■ Your goal: In the material below, reproduce word for word the stretch from the line containing "of the funnel-shaped" through the line containing "x=208, y=48", including both of those lines. Give only those lines.
[Begin]
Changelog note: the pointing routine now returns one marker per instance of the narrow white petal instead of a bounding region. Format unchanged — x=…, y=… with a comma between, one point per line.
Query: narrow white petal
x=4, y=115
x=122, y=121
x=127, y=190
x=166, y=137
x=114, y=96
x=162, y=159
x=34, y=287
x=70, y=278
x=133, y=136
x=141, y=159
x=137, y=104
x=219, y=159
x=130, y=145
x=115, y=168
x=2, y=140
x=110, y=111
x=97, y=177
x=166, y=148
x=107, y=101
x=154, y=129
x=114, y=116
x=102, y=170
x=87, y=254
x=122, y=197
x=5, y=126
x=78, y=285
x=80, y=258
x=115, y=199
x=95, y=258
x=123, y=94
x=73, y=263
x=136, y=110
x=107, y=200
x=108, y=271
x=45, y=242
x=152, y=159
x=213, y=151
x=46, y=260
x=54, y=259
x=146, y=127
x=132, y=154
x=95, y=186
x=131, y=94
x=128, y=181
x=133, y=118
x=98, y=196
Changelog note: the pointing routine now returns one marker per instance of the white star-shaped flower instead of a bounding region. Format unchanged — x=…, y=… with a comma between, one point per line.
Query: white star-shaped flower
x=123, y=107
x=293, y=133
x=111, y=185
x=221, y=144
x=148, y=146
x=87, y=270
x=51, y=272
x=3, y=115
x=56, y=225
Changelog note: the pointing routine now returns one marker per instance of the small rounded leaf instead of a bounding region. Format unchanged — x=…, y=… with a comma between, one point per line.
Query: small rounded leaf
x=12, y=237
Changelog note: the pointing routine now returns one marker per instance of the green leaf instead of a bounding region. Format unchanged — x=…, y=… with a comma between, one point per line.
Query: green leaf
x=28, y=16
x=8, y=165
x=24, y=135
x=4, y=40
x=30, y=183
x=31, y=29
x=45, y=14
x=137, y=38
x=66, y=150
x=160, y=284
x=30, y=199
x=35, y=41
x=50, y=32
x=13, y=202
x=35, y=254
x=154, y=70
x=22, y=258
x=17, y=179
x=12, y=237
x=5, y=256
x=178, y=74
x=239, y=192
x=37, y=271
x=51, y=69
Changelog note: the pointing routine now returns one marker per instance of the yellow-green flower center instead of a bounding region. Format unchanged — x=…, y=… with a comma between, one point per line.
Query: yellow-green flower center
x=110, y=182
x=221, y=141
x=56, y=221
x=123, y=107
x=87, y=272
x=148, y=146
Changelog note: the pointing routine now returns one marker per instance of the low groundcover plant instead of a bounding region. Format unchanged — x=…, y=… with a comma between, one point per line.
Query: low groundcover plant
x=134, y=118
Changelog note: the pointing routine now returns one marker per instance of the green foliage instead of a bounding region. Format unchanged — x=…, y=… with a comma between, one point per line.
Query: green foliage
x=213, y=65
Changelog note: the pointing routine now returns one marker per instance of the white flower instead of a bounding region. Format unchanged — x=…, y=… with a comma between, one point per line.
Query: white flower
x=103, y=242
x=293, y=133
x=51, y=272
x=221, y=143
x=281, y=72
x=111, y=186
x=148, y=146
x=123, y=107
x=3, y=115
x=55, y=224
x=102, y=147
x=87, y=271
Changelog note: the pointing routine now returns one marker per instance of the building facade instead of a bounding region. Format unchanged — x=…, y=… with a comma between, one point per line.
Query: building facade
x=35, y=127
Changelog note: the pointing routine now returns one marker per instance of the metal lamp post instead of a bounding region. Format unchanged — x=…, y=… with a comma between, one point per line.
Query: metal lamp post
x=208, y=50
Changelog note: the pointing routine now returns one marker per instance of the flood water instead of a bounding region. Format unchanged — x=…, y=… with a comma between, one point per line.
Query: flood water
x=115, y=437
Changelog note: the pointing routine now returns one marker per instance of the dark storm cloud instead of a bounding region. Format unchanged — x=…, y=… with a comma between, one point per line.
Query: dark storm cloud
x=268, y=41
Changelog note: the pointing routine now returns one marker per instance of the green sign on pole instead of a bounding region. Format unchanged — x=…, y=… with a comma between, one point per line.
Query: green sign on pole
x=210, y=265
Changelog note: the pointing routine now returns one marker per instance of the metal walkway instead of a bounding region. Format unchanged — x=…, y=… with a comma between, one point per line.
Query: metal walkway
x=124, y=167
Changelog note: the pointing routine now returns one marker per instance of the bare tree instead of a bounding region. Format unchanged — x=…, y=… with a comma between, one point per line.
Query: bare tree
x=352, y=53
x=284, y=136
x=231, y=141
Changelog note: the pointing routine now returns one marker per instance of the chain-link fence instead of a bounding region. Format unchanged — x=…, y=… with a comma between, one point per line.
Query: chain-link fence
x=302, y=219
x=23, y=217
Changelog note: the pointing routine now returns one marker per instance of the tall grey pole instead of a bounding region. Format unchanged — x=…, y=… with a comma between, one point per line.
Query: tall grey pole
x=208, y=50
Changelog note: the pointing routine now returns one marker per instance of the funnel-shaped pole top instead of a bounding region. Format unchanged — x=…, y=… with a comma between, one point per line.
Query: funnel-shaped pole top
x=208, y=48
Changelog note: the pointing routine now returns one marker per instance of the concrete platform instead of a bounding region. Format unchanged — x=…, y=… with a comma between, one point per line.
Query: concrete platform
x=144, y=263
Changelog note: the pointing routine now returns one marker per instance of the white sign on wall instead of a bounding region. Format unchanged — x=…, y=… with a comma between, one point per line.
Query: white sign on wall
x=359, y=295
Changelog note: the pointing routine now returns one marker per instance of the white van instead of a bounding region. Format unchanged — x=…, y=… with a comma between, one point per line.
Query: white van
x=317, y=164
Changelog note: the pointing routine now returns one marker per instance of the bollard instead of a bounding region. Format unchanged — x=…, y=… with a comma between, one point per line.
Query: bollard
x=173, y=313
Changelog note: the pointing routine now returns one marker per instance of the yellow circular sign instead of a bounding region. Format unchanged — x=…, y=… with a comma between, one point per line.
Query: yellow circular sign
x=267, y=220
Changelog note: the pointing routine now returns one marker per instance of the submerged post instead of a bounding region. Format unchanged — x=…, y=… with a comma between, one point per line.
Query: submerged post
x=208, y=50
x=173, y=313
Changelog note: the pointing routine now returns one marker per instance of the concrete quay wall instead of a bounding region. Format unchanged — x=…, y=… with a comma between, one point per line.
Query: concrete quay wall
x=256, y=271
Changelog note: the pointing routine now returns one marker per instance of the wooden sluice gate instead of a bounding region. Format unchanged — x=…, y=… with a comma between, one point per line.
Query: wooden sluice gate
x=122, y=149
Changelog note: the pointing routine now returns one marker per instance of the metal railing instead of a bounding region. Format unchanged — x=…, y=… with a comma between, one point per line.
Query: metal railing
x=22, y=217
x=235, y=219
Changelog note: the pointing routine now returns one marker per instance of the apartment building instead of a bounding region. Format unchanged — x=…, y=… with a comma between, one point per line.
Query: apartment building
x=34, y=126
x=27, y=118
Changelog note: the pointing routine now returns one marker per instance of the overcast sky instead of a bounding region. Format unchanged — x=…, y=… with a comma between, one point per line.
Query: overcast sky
[End]
■ Response for this exercise:
Changelog note: the pointing routine now returns one marker per instance of the funnel-shaped pole top instead of a bounding region. Format unchanged — x=…, y=… with a comma between, one point per line.
Query: funnel-shaped pole top
x=208, y=48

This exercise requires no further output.